Input material:
-------

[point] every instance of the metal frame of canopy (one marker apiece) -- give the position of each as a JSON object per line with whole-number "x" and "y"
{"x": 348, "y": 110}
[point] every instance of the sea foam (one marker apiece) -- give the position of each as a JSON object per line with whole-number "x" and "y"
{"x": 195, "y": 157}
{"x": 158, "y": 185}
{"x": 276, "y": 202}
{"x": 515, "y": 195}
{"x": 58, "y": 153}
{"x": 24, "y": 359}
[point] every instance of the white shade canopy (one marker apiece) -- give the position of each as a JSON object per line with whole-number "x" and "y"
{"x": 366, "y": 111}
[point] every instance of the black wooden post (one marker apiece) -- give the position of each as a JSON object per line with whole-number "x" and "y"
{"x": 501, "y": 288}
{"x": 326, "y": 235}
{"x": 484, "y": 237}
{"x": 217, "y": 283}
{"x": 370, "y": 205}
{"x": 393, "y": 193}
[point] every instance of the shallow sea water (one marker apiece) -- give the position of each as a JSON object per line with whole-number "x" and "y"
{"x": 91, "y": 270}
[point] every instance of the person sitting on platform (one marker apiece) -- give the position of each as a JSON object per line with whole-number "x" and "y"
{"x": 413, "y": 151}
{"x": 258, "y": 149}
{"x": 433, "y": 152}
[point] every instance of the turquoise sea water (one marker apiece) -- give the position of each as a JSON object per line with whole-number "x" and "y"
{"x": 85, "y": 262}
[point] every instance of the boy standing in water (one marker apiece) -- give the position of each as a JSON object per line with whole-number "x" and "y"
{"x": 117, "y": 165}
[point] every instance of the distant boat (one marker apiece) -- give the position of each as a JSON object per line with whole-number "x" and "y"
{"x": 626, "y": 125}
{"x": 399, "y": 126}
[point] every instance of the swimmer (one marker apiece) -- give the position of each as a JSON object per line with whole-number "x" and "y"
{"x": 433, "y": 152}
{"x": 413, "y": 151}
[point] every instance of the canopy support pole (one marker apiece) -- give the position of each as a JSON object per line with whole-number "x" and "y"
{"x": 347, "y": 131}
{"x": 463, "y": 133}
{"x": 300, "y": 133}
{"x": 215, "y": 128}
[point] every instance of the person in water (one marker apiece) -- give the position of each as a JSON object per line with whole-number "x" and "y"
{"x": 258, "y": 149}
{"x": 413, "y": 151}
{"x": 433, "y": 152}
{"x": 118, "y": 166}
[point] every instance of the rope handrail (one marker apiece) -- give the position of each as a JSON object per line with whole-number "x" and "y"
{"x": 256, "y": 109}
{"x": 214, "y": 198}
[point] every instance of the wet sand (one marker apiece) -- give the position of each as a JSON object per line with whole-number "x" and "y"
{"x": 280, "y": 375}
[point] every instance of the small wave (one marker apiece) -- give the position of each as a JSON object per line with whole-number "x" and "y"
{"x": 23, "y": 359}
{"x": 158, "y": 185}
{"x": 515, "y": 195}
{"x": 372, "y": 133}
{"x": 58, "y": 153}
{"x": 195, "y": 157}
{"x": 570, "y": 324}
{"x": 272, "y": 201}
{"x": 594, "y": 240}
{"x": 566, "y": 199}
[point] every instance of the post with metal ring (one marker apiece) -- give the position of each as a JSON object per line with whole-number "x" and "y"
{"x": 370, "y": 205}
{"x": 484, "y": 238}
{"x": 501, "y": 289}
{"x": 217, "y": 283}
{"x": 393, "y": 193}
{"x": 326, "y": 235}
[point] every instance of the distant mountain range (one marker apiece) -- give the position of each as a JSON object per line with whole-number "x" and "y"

-------

Stated problem: In full and verbatim, repeat the records given above.

Output of the exercise:
[point] every instance of the metal frame of canopy (one marker apiece) -- give the position of each as a JSON object per line with whole-number "x" and "y"
{"x": 348, "y": 110}
[point] every instance of the sea foam (one marker apiece) -- give the position of each as a JSON object per line with whole-number "x" and "y"
{"x": 195, "y": 157}
{"x": 158, "y": 185}
{"x": 276, "y": 202}
{"x": 515, "y": 195}
{"x": 58, "y": 153}
{"x": 24, "y": 359}
[point] every instance of the white shade canopy (one marker apiece) -- give the position of each as a JSON object per line with whole-number "x" and "y"
{"x": 366, "y": 111}
[point] every instance of the black wooden post (one marker apiece) -- give the position of each as a JSON object per line with whole-number "x" and "y"
{"x": 501, "y": 288}
{"x": 326, "y": 235}
{"x": 484, "y": 237}
{"x": 217, "y": 283}
{"x": 370, "y": 205}
{"x": 393, "y": 193}
[point] every instance of the shallow sea water (one marker apiece) -- give the position of each as a JSON object per line with whole-number "x" and "y"
{"x": 91, "y": 270}
[point] every instance of the person sitting on platform (one marker apiece) -- give the position of each as a JSON object per line with whole-number "x" and "y"
{"x": 413, "y": 151}
{"x": 258, "y": 149}
{"x": 433, "y": 152}
[point] every instance of the turquoise sea water (one marker apiece) -- give the position of each as a JSON object per line with whole-number "x" and "y"
{"x": 85, "y": 262}
[point] every instance of the boy standing in water (one marker apiece) -- give the position of each as a JSON object per line with whole-number "x" and "y"
{"x": 117, "y": 165}
[point] every instance of the distant boat (one marker apiece) -- give the position of each as a JSON object per line with whole-number "x" and "y"
{"x": 626, "y": 125}
{"x": 399, "y": 126}
[point] every instance of the swimmer (one marker apiece) -- give the position of each as a JSON object per line with whole-number "x" and "y"
{"x": 433, "y": 152}
{"x": 413, "y": 151}
[point] every instance of the canopy support pole (one marker apiece) -- give the position of each as a JSON object per line with whole-number "x" and "y"
{"x": 347, "y": 131}
{"x": 463, "y": 133}
{"x": 300, "y": 133}
{"x": 215, "y": 128}
[point] every instance of the person in water (one marker apiece) -- give the position of each as a JSON object per line with whole-number "x" and "y"
{"x": 258, "y": 149}
{"x": 413, "y": 151}
{"x": 433, "y": 152}
{"x": 118, "y": 166}
[point] every instance of the rope handrail (one marker apiece) -- give the position of each as a JSON object per line with whole-number "x" and "y"
{"x": 256, "y": 109}
{"x": 214, "y": 198}
[point] every instance of the wet sand (one marker apiece) -- give the position of each as a JSON object per line with whole-number "x" and "y"
{"x": 280, "y": 375}
[point] every instance of the small wave (one marker apiece) -- give the position of each as a JSON object per line with whole-number "x" and "y"
{"x": 23, "y": 359}
{"x": 158, "y": 185}
{"x": 515, "y": 195}
{"x": 372, "y": 133}
{"x": 58, "y": 153}
{"x": 195, "y": 157}
{"x": 570, "y": 324}
{"x": 272, "y": 201}
{"x": 594, "y": 240}
{"x": 566, "y": 199}
[point] every instance of the post with metal ring (one marker apiece) -- give the position of each as a JSON object per line with whole-number "x" and "y"
{"x": 370, "y": 205}
{"x": 484, "y": 238}
{"x": 501, "y": 289}
{"x": 217, "y": 283}
{"x": 393, "y": 193}
{"x": 326, "y": 235}
[point] every instance of the distant mountain range (one marker apiece) -- give the position of each as a JSON object per line with whole-number "x" and "y"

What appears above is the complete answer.